[LU-8483] sanity.sh aborts after test 117 due to get_param error Created: 07/Aug/16 Updated: 08/Aug/16 Resolved: 08/Aug/16 |
|
| Status: | Resolved |
| Project: | Lustre |
| Component/s: | None |
| Affects Version/s: | Lustre 2.9.0 |
| Fix Version/s: | None |
| Type: | Bug | Priority: | Major |
| Reporter: | Doug Oucharek (Inactive) | Assignee: | Doug Oucharek (Inactive) |
| Resolution: | Fixed | Votes: | 0 |
| Labels: | None | ||
| Severity: | 3 |
| Rank (Obsolete): | 9223372036854775807 |
| Description |
|
Running sanity.sh on 1 client, 1 MDT, and 1 OST, I consistently find it fails just after test 117 due to a get_params error: SKIP: sanity test_117 skipping ALWAYS excluded test 117 error: get_param: param_path 'osc/lustrewt-OST*-osc-*/resend_count': No such file or directory error: set_param: param_path 'osc/lustrewt-OST*-osc-*/resend_count': No such file or directory sanity.sh returned 0 Finished at Sun Aug 7 12:05:37 PDT 2016 in 2657s ./auster: completed with rc 0 Even if test 117 is excluded (as above), it still aborts. It tells me that auster completed with rc of 0, but that is not true. A test earlier did fail, and there are more tests which did not get run because of this abort. |
| Comments |
| Comment by Andreas Dilger [ 08/Aug/16 ] |
|
This error message is generated by set_resend_count() which is run between test_117() and test_118a(). It appears that the client is not mounted at this point for some reason, so some kind of console and/or test logs are needed to see what test is actually failing. |
| Comment by Doug Oucharek (Inactive) [ 08/Aug/16 ] |
|
Turns out the problem is this:
So, the lesson is this: when Multi-Rail comes into play, we must make sure that the DNS names for the nodes refer to the primary NID (preferably) or at least is the NID which we are mounting the file system with. |

▶ Information shown
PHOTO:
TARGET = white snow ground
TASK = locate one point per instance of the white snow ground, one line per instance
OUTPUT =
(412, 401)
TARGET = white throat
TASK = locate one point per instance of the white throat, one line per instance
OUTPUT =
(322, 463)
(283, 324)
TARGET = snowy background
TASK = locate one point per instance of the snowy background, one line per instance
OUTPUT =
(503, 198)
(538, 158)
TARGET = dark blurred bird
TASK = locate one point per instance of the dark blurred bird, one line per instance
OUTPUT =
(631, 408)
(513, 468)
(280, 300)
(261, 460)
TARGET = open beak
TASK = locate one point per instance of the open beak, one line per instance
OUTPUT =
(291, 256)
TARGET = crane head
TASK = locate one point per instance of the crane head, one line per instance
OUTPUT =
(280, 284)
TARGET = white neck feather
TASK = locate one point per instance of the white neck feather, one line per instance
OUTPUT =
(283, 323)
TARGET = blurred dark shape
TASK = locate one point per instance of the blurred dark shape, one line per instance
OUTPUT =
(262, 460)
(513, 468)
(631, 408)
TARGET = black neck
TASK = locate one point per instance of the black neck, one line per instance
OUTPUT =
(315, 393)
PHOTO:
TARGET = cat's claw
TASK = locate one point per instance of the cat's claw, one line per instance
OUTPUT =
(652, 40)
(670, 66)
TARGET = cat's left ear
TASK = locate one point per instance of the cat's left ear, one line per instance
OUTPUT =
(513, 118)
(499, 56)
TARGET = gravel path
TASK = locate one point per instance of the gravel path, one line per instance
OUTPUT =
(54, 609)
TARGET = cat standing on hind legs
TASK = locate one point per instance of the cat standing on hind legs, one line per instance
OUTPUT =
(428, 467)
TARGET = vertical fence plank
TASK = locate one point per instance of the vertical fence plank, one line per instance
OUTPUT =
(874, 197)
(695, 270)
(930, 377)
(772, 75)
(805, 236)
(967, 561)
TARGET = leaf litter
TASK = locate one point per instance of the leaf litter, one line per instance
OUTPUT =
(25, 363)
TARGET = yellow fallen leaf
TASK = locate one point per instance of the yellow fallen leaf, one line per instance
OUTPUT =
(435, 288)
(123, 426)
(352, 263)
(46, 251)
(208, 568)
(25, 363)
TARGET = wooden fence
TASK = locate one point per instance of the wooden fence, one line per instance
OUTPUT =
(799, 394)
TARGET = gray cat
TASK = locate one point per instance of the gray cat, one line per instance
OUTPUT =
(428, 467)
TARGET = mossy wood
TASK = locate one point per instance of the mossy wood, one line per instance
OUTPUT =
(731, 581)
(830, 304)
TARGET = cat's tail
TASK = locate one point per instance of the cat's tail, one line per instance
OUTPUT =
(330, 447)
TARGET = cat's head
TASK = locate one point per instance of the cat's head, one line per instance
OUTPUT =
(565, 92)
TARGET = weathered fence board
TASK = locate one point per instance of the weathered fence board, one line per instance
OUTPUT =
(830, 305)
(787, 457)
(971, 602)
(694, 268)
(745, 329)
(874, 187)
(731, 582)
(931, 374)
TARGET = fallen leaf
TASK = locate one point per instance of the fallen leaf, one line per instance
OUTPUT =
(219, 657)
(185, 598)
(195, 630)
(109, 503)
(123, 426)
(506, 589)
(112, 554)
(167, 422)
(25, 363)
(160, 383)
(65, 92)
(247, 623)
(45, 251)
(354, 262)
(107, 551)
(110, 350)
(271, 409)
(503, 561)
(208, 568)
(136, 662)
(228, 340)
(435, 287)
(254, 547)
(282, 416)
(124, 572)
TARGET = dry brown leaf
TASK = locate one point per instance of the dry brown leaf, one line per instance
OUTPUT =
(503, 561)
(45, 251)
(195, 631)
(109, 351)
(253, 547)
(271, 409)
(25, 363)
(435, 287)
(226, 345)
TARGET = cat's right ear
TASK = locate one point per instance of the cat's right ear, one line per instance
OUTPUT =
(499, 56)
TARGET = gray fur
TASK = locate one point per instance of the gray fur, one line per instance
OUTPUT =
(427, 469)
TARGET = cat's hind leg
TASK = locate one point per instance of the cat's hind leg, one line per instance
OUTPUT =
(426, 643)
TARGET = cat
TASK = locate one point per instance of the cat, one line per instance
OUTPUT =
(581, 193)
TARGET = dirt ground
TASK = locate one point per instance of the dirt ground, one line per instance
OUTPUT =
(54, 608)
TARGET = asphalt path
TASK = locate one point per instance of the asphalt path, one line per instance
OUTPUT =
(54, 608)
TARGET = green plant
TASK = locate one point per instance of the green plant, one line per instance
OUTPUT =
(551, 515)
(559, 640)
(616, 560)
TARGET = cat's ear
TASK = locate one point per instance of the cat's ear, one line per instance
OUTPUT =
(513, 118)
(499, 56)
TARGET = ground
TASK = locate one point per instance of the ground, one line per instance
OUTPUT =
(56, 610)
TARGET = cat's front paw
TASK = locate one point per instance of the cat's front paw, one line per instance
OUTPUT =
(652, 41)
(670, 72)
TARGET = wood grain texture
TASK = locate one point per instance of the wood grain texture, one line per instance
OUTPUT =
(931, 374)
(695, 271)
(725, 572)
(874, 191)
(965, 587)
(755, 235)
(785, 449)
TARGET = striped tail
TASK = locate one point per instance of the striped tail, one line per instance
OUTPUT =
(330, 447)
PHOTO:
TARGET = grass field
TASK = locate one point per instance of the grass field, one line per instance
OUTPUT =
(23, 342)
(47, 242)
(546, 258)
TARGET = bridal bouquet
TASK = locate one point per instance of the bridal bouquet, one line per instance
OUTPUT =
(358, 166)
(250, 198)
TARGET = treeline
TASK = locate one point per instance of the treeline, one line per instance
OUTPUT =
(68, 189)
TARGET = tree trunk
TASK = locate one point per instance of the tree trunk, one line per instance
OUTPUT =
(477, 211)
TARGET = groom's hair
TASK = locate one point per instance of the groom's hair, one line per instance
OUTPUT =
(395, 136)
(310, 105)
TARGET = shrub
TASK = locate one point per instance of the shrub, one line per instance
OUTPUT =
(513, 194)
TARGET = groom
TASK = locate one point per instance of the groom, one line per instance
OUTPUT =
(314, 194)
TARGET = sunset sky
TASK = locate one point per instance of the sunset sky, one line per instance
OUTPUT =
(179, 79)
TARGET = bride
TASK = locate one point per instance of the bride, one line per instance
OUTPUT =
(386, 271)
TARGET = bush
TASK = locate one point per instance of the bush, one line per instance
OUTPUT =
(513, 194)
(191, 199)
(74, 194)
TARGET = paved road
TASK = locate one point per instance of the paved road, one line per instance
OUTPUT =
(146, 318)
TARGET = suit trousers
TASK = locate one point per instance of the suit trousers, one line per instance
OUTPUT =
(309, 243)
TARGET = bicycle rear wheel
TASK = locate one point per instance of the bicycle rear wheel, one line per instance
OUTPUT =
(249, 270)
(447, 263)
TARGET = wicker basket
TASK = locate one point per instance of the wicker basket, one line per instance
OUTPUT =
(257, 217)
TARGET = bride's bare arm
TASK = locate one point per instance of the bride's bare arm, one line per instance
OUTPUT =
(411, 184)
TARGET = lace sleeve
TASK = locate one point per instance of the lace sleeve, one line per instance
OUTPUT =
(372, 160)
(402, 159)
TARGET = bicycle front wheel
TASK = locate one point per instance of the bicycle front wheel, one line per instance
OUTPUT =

▶ Tasks to carry out
[A] In the bug report about sanity.sh above, list every header field whose value is given as "None".
[B] Answer these about the bug report about sanity.sh above, one per line:
(i) Which version does the report list under "Affects Version/s"?
(ii) Which function does Andreas Dilger's comment say generates the error message?
(iii) How many seconds did the run take, according to the output quoted in the description?

▶ Task-by-task answers
[A]
Component/s
Fix Version/s
Labels

[B]
(i) Lustre 2.9.0
(ii) set_resend_count()
(iii) 2657